[BEGIN Supplied records]

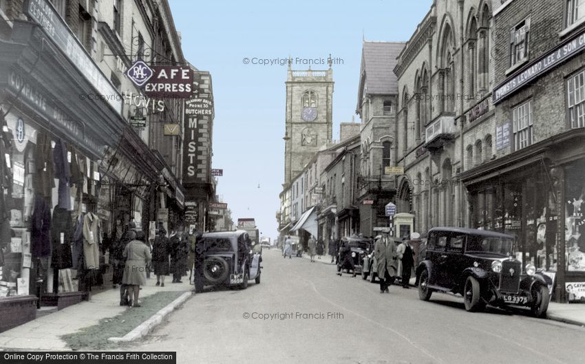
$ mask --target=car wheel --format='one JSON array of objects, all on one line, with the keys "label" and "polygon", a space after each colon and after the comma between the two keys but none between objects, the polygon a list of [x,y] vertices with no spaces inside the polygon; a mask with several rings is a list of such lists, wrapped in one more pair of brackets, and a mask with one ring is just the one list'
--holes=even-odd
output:
[{"label": "car wheel", "polygon": [[244,272],[244,281],[242,282],[242,284],[240,286],[240,289],[245,290],[248,288],[248,279],[249,279],[249,275],[248,273],[248,267],[244,267],[244,268],[245,272]]},{"label": "car wheel", "polygon": [[481,299],[480,283],[471,275],[465,281],[463,300],[465,302],[465,310],[469,312],[480,311],[485,307],[485,303]]},{"label": "car wheel", "polygon": [[539,286],[537,288],[533,288],[531,293],[533,303],[530,310],[533,316],[542,319],[546,317],[546,310],[549,309],[550,301],[549,289],[544,286]]},{"label": "car wheel", "polygon": [[418,279],[418,299],[429,301],[432,294],[433,290],[429,288],[429,271],[425,269],[421,272]]},{"label": "car wheel", "polygon": [[229,264],[222,257],[210,257],[203,264],[203,275],[209,283],[224,282],[229,274]]}]

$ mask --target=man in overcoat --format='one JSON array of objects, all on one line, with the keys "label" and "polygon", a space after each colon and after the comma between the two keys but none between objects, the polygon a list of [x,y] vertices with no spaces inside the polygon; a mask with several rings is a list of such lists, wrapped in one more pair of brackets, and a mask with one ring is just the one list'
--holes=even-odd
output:
[{"label": "man in overcoat", "polygon": [[387,233],[376,241],[374,254],[378,261],[378,278],[380,279],[380,293],[390,293],[388,287],[394,283],[397,275],[398,262],[396,247]]}]

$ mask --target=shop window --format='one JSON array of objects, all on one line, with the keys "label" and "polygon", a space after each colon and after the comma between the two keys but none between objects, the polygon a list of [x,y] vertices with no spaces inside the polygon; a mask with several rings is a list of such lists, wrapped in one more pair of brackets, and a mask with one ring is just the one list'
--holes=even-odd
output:
[{"label": "shop window", "polygon": [[510,31],[510,67],[528,59],[530,19],[523,20]]},{"label": "shop window", "polygon": [[585,71],[579,72],[567,81],[567,98],[571,127],[585,127]]},{"label": "shop window", "polygon": [[565,28],[577,23],[585,17],[585,0],[565,0]]},{"label": "shop window", "polygon": [[529,101],[514,109],[513,133],[515,150],[522,149],[532,144],[531,106],[531,101]]}]

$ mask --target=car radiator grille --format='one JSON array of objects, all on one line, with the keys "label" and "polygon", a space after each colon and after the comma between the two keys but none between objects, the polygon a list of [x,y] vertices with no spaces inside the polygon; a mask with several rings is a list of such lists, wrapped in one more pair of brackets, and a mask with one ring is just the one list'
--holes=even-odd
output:
[{"label": "car radiator grille", "polygon": [[505,293],[518,293],[520,286],[522,265],[520,261],[504,260],[502,262],[500,274],[500,291]]}]

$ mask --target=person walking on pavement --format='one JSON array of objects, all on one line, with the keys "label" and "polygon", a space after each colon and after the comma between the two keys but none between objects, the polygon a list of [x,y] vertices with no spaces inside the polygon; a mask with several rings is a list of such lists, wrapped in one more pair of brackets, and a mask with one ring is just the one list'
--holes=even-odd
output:
[{"label": "person walking on pavement", "polygon": [[288,235],[286,235],[284,239],[284,254],[283,254],[283,257],[286,258],[287,255],[291,259],[292,259],[292,242]]},{"label": "person walking on pavement", "polygon": [[170,272],[169,259],[171,256],[171,246],[167,231],[161,225],[158,228],[156,237],[152,246],[152,266],[156,275],[156,286],[164,287],[164,276]]},{"label": "person walking on pavement", "polygon": [[412,270],[412,266],[414,265],[414,251],[408,239],[402,239],[402,243],[398,246],[396,253],[401,264],[398,274],[402,277],[402,288],[410,288],[410,272]]},{"label": "person walking on pavement", "polygon": [[129,306],[140,307],[138,303],[140,286],[146,284],[146,267],[152,258],[150,248],[145,244],[144,233],[136,233],[136,238],[128,243],[124,249],[124,257],[127,260],[122,282],[131,290],[134,296],[134,301],[129,300]]},{"label": "person walking on pavement", "polygon": [[317,241],[317,259],[320,259],[321,256],[323,255],[325,252],[325,246],[323,244],[323,239],[319,237]]},{"label": "person walking on pavement", "polygon": [[311,263],[315,263],[315,256],[317,254],[317,240],[311,235],[308,242],[309,256],[311,257]]},{"label": "person walking on pavement", "polygon": [[387,233],[376,241],[374,254],[378,261],[378,278],[380,279],[380,293],[390,293],[390,287],[396,276],[396,247]]}]

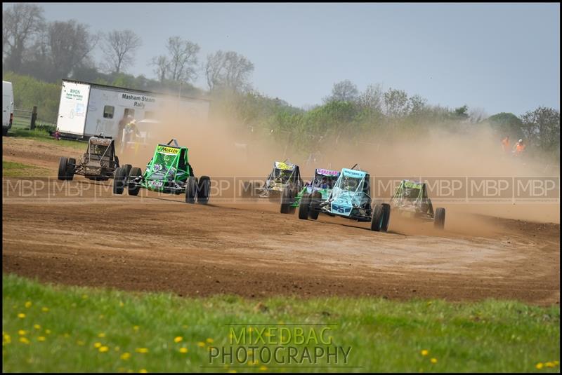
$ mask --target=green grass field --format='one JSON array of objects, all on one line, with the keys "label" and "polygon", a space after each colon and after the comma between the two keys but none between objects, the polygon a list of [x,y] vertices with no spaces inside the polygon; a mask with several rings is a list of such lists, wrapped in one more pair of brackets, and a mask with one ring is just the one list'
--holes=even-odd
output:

[END Supplied records]

*Task instructions*:
Please give the lines of all the items above again, switching "even-odd" to "nonzero" and changing nothing else. Leave the pictures out.

*Exercise response*:
$ mask --target=car wheel --format='one JSON array of objects, all on one line, with the keys "label" and "polygon", a space after each colon and after the comma between the two keys but none between objects, the polygon a list of [x,y] vertices with no spaces inside the polygon; a mask with several rings is a list of such lists, wrapped in one more pair of brackets, and a mask with one ring is just the one list'
--holes=nonzero
output:
[{"label": "car wheel", "polygon": [[244,272],[244,281],[242,282],[242,284],[240,286],[240,289],[245,290],[248,288],[248,279],[249,279],[249,275],[248,273],[248,267],[244,267],[244,268],[245,272]]},{"label": "car wheel", "polygon": [[481,299],[480,283],[471,275],[465,281],[463,300],[465,302],[465,310],[469,312],[480,311],[485,307],[485,303]]},{"label": "car wheel", "polygon": [[539,286],[537,288],[533,288],[531,293],[533,303],[530,310],[533,316],[542,319],[546,317],[546,310],[549,309],[550,301],[549,289],[544,286]]},{"label": "car wheel", "polygon": [[418,279],[418,299],[429,301],[432,294],[433,290],[429,288],[429,271],[425,269],[421,272]]},{"label": "car wheel", "polygon": [[229,264],[222,257],[210,257],[203,264],[203,275],[209,283],[224,282],[229,274]]}]

$ mask --target=man in overcoat --format='one JSON array of objects, all on one line, with the keys "label" and "polygon", a space after each colon and after the comma between the two keys but none between objects, the polygon a list of [x,y] vertices with no spaces inside the polygon; a mask with several rings is a list of such lists, wrapped in one more pair of brackets, and a mask with one ring is just the one list'
--holes=nonzero
output:
[{"label": "man in overcoat", "polygon": [[387,233],[376,241],[374,254],[378,261],[378,278],[380,279],[380,293],[390,293],[388,287],[394,283],[397,275],[398,262],[396,247]]}]

$ mask --target=shop window --format='one JSON array of objects, all on one line, with the keys "label" and "polygon", a space after each colon and after the comma between the two keys but none between objects, the polygon a list of [x,y] vertices with no spaces inside the polygon; a mask with several rings is a list of such lists, wrapped in one more pair of brackets, and a mask with one ring is just the one list'
--holes=nonzero
output:
[{"label": "shop window", "polygon": [[510,31],[510,67],[528,59],[530,19],[523,20]]},{"label": "shop window", "polygon": [[585,71],[579,72],[567,81],[567,98],[571,127],[585,127]]},{"label": "shop window", "polygon": [[565,28],[577,23],[585,17],[585,0],[565,0]]},{"label": "shop window", "polygon": [[529,101],[514,109],[513,133],[515,150],[522,149],[532,144],[531,106],[531,101]]}]

$ mask --target=car radiator grille --format='one JSON array of objects, all on one line, with the keys "label" and "polygon", a space after each colon and after the comma between the two keys but none between objects, the polygon a list of [x,y] vertices with no spaces inside the polygon; a mask with several rings is a list of such lists, wrapped in one more pair of brackets, and a mask with one ring is just the one list'
--holes=nonzero
output:
[{"label": "car radiator grille", "polygon": [[505,293],[518,293],[520,286],[522,265],[520,261],[504,260],[502,262],[500,274],[500,291]]}]

$ mask --target=person walking on pavement --format='one JSON array of objects, all on one line, with the keys "label" and "polygon", a space after each colon and after the comma between the two keys but none between objects, the polygon a list of [x,y] vertices with no spaces inside the polygon; a mask with several rings is a list of such lists, wrapped in one more pair of brackets, and a mask with one ring is just the one list'
--holes=nonzero
output:
[{"label": "person walking on pavement", "polygon": [[288,235],[286,235],[284,239],[284,254],[283,254],[283,257],[286,258],[287,255],[291,259],[292,259],[292,242]]},{"label": "person walking on pavement", "polygon": [[170,272],[169,259],[171,256],[171,246],[167,231],[161,225],[158,228],[156,237],[152,246],[152,266],[156,275],[156,286],[164,287],[164,276]]},{"label": "person walking on pavement", "polygon": [[412,270],[412,266],[414,265],[414,251],[408,239],[402,239],[402,243],[398,246],[396,253],[401,264],[398,274],[402,277],[402,288],[410,288],[410,272]]},{"label": "person walking on pavement", "polygon": [[129,306],[140,307],[138,303],[140,286],[146,284],[146,267],[152,258],[150,248],[145,244],[144,233],[136,233],[136,238],[128,243],[124,249],[124,257],[127,260],[122,282],[131,290],[134,296],[134,301],[129,300]]},{"label": "person walking on pavement", "polygon": [[317,241],[317,259],[320,259],[321,256],[323,255],[325,252],[325,246],[323,244],[323,239],[319,237]]},{"label": "person walking on pavement", "polygon": [[311,263],[315,263],[315,256],[317,254],[317,240],[311,235],[308,242],[309,256],[311,257]]},{"label": "person walking on pavement", "polygon": [[387,233],[376,241],[374,254],[378,261],[378,278],[380,279],[380,293],[390,293],[390,287],[396,276],[396,247]]}]

$ mask --target=green grass field --format='one JSON array of objects, all on one line, with the keys "label" and "polygon", a space after each colon and after the comma between the two keys but none between objects, the polygon a list of [x,y] vertices with no spaces inside the polygon; a mask with several rings is a list of such lists, wrapped in one more pair of brackets, and a mask with one ring is just the one list'
--holes=nonzero
output:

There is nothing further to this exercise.